### Instructions to follow
Rewrite the records below, replacing "palm tree" with "coconut palm" and keeping everything else unchanged.

═════ Supplied data ═════

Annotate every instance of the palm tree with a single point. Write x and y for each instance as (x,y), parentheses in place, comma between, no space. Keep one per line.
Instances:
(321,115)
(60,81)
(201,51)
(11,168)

═════

### Output
Annotate every instance of the coconut palm with a single point. Write x and y for each instance as (x,y), parentheses in place, comma between, no space. Keep one per line.
Instances:
(321,115)
(60,81)
(201,51)
(11,168)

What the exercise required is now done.